Aim of the task. According to the description of the HMS NHS scripts, what is the joined.csv file for?

These are the data processing scripts for the Zooniverse crowdsourcing project HMS NHS: The Nautical Health Service. HMS NHS is a Royal Museums Greenwich project, and part of the larger Towards a National Colletion project, Engaging Crowds.

Volunteers on HMS NHS transcribed pages from the Admissions Registers of the Dreadnought Seamen's Hospital. Each page was transcribed by multiple volunteers. These scripts reconcile the different transcriptions from each page into a single transcription. When they cannot find a reconciliation then they list all of the possibilities for a human moderator.

The general approach is to make use of Zooniverse's own Panoptes aggregation scripts for the main part of the reconciliation task, with hms-nhs-scripts doing additional data cleansing and formatting the data into two output forms:

  1. joined.csv A CSV file presenting the transcriptions row by row.
    • This file is for hand checking. Unreconciled transcriptions can be reconciled by a human moderator. Reconciled transcriptions can be spot-checked.
  2. mimsy.txt A text file suitable for ingest into Mimsy, RMG's cataloguing system.
    • This file is generated from joined.csv after hand corrections.

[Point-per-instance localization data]
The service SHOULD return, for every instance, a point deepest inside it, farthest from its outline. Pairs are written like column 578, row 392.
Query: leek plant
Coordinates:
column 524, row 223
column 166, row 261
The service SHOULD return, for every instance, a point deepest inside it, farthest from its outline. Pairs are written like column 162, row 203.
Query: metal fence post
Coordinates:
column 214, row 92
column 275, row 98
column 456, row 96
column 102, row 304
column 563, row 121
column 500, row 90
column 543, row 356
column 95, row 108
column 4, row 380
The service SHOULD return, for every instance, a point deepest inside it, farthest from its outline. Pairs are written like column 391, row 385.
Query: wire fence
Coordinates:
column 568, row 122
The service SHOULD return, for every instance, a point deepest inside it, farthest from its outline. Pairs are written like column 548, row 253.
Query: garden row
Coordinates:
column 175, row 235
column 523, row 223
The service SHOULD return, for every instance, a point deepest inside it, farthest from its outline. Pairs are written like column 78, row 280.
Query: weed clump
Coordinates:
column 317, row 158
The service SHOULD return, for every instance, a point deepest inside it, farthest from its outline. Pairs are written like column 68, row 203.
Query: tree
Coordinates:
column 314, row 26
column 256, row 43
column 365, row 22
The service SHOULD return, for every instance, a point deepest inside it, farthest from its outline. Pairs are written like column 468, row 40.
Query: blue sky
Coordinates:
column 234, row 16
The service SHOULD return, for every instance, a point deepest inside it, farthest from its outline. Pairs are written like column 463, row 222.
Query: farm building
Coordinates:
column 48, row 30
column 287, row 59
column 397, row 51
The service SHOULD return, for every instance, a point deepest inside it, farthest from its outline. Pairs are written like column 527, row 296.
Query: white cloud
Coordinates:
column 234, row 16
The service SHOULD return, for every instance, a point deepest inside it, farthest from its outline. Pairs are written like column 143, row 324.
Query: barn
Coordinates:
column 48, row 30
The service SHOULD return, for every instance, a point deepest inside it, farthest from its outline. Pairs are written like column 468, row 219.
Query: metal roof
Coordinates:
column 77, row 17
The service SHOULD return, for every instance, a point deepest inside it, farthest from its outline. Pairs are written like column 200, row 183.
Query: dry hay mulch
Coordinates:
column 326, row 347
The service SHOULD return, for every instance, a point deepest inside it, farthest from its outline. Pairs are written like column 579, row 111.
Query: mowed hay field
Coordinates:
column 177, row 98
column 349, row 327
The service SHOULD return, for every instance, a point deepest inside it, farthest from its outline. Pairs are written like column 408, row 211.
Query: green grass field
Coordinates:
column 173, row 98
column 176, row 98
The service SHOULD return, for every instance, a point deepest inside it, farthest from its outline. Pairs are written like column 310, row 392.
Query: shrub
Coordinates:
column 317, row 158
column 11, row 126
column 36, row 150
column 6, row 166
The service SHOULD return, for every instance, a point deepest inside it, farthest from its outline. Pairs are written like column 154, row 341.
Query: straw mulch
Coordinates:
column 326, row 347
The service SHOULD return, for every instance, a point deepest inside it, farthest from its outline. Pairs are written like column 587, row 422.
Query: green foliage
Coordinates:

Exercise response. The joined.csv file is for hand checking. A human moderator can use it to reconcile transcriptions the scripts could not reconcile and to spot-check the ones they did.